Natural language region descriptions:

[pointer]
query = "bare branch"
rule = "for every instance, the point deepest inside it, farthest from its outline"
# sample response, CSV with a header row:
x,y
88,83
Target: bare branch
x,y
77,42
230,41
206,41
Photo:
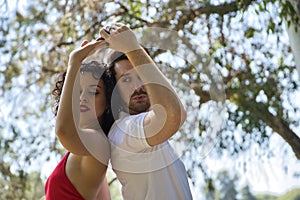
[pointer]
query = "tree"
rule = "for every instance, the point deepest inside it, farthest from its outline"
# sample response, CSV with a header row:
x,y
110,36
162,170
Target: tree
x,y
244,39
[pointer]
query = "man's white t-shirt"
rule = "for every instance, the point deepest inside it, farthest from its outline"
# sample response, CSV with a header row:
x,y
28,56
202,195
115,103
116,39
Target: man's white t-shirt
x,y
145,172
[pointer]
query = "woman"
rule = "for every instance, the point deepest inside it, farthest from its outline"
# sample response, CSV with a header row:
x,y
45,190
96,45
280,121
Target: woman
x,y
82,113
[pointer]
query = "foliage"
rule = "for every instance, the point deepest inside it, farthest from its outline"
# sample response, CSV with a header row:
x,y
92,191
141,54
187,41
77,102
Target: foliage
x,y
291,195
245,40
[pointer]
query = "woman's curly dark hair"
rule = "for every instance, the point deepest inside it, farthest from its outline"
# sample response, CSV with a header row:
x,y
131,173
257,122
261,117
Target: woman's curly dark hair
x,y
99,72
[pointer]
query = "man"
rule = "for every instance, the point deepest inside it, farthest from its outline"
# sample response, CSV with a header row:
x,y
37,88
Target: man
x,y
145,163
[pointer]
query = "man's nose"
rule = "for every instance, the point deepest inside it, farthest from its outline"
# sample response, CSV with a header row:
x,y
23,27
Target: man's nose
x,y
138,85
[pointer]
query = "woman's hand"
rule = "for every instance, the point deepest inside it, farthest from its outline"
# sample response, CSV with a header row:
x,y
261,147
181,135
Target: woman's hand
x,y
79,54
120,38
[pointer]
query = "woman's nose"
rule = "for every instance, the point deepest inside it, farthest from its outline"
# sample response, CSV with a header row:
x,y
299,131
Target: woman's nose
x,y
83,97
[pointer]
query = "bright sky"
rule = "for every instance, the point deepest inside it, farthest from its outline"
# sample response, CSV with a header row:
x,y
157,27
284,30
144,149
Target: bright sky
x,y
263,174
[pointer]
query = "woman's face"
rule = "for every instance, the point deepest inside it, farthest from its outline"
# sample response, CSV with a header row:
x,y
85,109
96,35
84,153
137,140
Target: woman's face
x,y
92,99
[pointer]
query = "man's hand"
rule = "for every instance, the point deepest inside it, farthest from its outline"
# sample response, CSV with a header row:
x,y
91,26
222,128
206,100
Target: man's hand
x,y
120,38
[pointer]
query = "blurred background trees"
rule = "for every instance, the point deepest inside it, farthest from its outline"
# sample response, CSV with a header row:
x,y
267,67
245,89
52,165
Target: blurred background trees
x,y
255,91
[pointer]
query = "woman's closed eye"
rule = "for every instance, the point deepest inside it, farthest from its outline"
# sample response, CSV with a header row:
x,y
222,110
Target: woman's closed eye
x,y
126,79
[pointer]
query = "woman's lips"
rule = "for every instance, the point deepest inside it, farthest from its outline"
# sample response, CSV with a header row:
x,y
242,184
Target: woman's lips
x,y
84,108
140,97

■ Task to carry out:
Go through the entries above and write them out again exactly, images left behind.

■ Solution to this problem:
[pointer]
query = "bare branch"
rule = "for every instance, the point deepest inside it, farthest from its outline"
# sample response, CSV with a header row:
x,y
88,83
Target: bare branch
x,y
77,42
230,41
206,41
Photo:
[pointer]
query = "tree"
rule = "for every instance, the point deepest inside it, farthest from its outline"
# sample response, CSV with a header row:
x,y
110,36
162,170
Target: tree
x,y
244,39
[pointer]
query = "man's white t-shirt"
rule = "for every instance, the point deepest inside it, farthest from its outline"
# sample response, CSV with a header row:
x,y
28,56
202,195
115,103
116,39
Target: man's white t-shirt
x,y
145,172
[pointer]
query = "woman"
rule = "for every instance, the point deepest inside it, farthest from its outline"
# sample response, CSV with a header row:
x,y
45,190
96,45
280,121
Target: woman
x,y
82,113
[pointer]
query = "foliage"
rule = "for every instance, the point deepest inside it, farthest from its outline"
# sample response, CSV with a header row:
x,y
92,191
141,54
187,41
77,102
Target: foliage
x,y
291,195
245,40
[pointer]
query = "woman's curly dark hair"
rule = "for every instance, the point deepest inside it, farthest from its outline"
# sample response, CSV with a header row:
x,y
131,173
257,122
261,117
Target: woman's curly dark hair
x,y
99,72
[pointer]
query = "man"
rule = "for every instance, the point deepest inside it, farthest from its outline"
# sample response, CSV with a header row:
x,y
37,88
Target: man
x,y
145,163
[pointer]
query = "man's nose"
rule = "for every instance, the point deepest inside it, farthest from its outline"
# sample response, CSV with a header row:
x,y
23,27
Target: man's nose
x,y
138,85
[pointer]
query = "woman's hand"
rule = "for every instance, the point deepest inside it, farthest from its outline"
# sample response, CSV with a header row:
x,y
261,147
181,135
Target: woman's hand
x,y
79,54
120,38
[pointer]
query = "woman's nose"
rule = "for every instance, the point deepest inside it, farthest from its outline"
# sample response, CSV with a header row:
x,y
299,131
Target: woman's nose
x,y
83,97
[pointer]
query = "bright sky"
rule = "for every instance, the point deepest inside it, farthest from its outline"
# sample response, CSV with a header row:
x,y
157,27
284,30
144,149
Target: bright sky
x,y
263,174
[pointer]
query = "woman's face"
rule = "for every instance, the point deepest inside it, farthest from its outline"
# sample response, CSV with a header row:
x,y
85,109
96,35
84,153
137,140
Target: woman's face
x,y
92,99
[pointer]
query = "man's hand"
rule = "for every instance, the point deepest inside it, farthest from its outline"
# sample response, CSV with a header row:
x,y
91,26
222,128
206,100
Target: man's hand
x,y
120,38
[pointer]
query = "blurred background trees"
rule = "for every instance, the point deepest inside it, farthest from its outline"
# sample response, CSV with a header row:
x,y
267,67
245,89
52,165
Target: blurred background trees
x,y
255,91
[pointer]
query = "woman's closed eye"
rule = "for every instance, the point deepest inside it, farthest from its outline"
# sample response, CSV with a header row:
x,y
222,110
Target: woman's closed eye
x,y
126,79
[pointer]
query = "woman's lips"
rule = "for every instance, the point deepest inside it, farthest from its outline"
# sample response, CSV with a header row:
x,y
242,184
Target: woman's lips
x,y
84,108
140,97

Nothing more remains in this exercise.